== Problem statement ==
Please repeat the records below, replacing each "pixel coordinates" with "x and y values" and leaving everything else unchanged.

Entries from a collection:
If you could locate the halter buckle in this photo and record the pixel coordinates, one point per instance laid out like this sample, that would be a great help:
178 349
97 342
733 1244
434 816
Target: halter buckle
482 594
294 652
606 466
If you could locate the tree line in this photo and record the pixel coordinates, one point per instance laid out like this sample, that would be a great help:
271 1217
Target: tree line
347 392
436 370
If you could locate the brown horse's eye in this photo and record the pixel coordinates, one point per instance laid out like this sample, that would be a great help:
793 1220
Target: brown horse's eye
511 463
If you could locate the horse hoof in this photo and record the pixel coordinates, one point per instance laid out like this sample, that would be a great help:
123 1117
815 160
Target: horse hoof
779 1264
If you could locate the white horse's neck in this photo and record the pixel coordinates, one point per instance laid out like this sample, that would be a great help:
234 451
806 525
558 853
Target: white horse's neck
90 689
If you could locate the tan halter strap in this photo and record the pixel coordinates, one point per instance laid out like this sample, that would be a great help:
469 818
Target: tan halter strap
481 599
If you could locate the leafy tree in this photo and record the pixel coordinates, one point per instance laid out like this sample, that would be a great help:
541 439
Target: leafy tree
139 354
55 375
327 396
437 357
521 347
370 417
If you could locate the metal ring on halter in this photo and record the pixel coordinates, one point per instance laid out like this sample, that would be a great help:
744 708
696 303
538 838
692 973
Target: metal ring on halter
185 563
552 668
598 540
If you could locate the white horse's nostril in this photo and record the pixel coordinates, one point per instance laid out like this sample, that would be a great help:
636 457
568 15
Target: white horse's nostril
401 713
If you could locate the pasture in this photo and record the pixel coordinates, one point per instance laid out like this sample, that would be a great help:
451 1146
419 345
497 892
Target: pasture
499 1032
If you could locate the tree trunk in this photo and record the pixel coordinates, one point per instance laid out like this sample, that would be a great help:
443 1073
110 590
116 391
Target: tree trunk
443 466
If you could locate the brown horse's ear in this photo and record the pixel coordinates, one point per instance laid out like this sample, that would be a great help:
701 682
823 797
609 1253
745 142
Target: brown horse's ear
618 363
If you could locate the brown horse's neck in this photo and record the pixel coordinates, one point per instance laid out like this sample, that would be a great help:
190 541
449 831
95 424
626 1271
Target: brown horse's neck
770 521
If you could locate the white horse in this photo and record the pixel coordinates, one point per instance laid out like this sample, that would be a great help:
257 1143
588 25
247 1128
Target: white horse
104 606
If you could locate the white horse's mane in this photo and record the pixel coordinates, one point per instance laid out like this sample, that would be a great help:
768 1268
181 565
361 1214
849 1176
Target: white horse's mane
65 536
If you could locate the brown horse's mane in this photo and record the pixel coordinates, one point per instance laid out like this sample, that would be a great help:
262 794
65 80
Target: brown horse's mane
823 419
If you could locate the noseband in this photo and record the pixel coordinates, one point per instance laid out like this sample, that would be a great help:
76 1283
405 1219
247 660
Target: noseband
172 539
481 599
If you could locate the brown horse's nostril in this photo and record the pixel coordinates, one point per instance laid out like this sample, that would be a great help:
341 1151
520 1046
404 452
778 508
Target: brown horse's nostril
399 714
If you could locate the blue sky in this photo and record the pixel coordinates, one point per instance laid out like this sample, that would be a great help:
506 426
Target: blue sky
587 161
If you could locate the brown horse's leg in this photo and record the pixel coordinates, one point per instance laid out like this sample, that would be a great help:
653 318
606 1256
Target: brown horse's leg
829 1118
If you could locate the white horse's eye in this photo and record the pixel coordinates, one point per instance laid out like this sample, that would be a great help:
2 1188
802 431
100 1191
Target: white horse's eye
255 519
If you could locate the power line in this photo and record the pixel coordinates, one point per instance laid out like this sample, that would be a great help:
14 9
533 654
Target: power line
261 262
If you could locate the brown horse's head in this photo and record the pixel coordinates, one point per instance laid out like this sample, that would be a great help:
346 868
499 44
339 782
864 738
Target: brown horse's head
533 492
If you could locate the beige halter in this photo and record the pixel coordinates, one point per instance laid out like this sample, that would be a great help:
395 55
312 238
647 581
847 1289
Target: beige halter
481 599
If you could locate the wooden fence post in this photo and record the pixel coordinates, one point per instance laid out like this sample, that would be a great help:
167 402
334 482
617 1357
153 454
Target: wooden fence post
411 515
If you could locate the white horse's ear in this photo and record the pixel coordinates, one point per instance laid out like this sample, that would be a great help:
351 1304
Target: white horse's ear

== The response ==
If you could locate the halter buckle in this photo and record the x and y values, one point per instance laid out like this sample, that would be a great help:
178 349
97 342
733 1244
434 816
Target: halter buckle
482 594
294 652
606 466
If you could locate the tree line in this photo and record the x and y values, one point per instance laid out like this sample, that would be a great help:
271 1217
Target: tree line
347 392
436 370
If you could locate the brown horse's eye in this photo and record the x and y values, one point per instance laid out like this sample, that would be a great help:
793 1220
Target: brown horse's eye
511 463
If you could locate the horse hoof in this photo and record the x and y values, one point per instance laid out like this sample, that would be a great help:
123 1117
815 160
Target: horse hoof
779 1264
If you could locate the white horse's neck in this photo and record the x and y values, one point per instance laid out like this sample, that would be a great help:
234 451
806 525
558 853
Target: white horse's neck
90 689
If you could locate the tan halter strap in this photo and record the x and y values, one point per instance laid out like this sample, that would be a great help:
469 818
Target: tan halter strap
481 599
If you could locate the leafy tree in this photo and record the x and y values, one point per instance laid out like this sample, that would be a great help:
541 439
Target: leafy tree
139 354
55 375
327 396
437 357
521 347
370 417
If you could locate the metal ring on halter in this photo and record the x and y values, one point per instance laid out like this sample, that would be a great help:
744 708
696 303
538 838
692 973
Target: metal ring on halter
185 563
552 668
598 540
If you could locate the white horse's nostril in this photo and record the x and y values, one point per instance laid out like this sample, that would be a great help:
636 457
568 15
Target: white horse's nostril
401 713
If you could locate the pasture in this photo and record the x and y values, one point per instance laid out like this sample, that would be a great help:
451 1146
419 345
497 892
Target: pasture
499 1032
If you could locate the tree trunk in this photo and record the x and y values, one point per instance laid out like this sample, that would be a great help:
443 1073
110 590
116 391
Target: tree trunk
443 466
If you could locate the brown horse's ear in this photo and record the x and y values, one point per instance laid out like this sample, that would be a great help:
701 682
823 797
609 1253
745 142
Target: brown horse's ear
618 363
If you could locate the brown horse's neck in this photo and record the x and y values, one point per instance laid out like this sample, that would be a great help:
190 541
449 831
95 424
626 1271
Target: brown horse's neck
770 521
If you could locate the white horse in this photo and record the x and y values, one point per instance laid out like this sample, that would be a great help:
257 1143
588 25
247 1128
Target: white horse
104 606
If you could locate the white horse's mane in this photo and record the x and y values, one point per instance laid out like this sample, that would be a great help:
768 1268
181 565
361 1214
849 1176
Target: white horse's mane
65 536
If you could locate the brown horse's mane in this photo and record the x and y values, one point per instance laid out like this sample, that would be a great help:
262 794
65 80
Target: brown horse's mane
823 419
If you could locate the noseband in this photo and record the x and y values, one point per instance laid out like this sample, that would be a great help:
76 1283
405 1219
247 660
Target: noseband
172 539
481 599
If you could locate the brown horse's nostril in this photo and record the x and y values, one point per instance laid out like this sample, that would be a great help:
341 1151
520 1046
404 452
778 508
Target: brown horse's nostril
399 714
If you could locate the blue sky in this photo and record the x and y values, one point per instance laid out like this sample, that would be a great help:
506 426
Target: blue sky
587 161
If you could locate the brown horse's leg in this photo and record the x and y values, one point per instance laid out like this sample, that would be a great help:
653 318
606 1256
Target: brown horse's leg
829 1118
If you could locate the white horse's eye in this photo and record the x and y values, one point per instance laid out like this sample, that would be a great help:
2 1188
802 431
100 1191
Target: white horse's eye
255 519
If you could locate the power line in this photo and record the x and y values, one point per instance laid out like this sample, that would be a great help:
14 9
533 654
Target: power line
261 262
If you could locate the brown horse's head in this photo and record the x and y values, one point per instance laid out like this sample, that would be a great help:
346 868
499 44
339 782
864 738
Target: brown horse's head
533 492
If you could locate the beige halter in this photo and record the x and y values, one point per instance laid out like this sample, that would be a great help:
395 55
312 238
647 581
847 1289
Target: beige halter
481 599
If you could locate the wooden fence post in this photo and record the x and y values, one point per instance laid out like this sample, that would be a great help:
167 402
334 482
617 1357
153 454
Target: wooden fence post
411 515
If you could locate the white horse's ear in this photo and record the x and y values, one point per instance laid out like this sample, that would be a great help:
351 1304
Target: white horse's ear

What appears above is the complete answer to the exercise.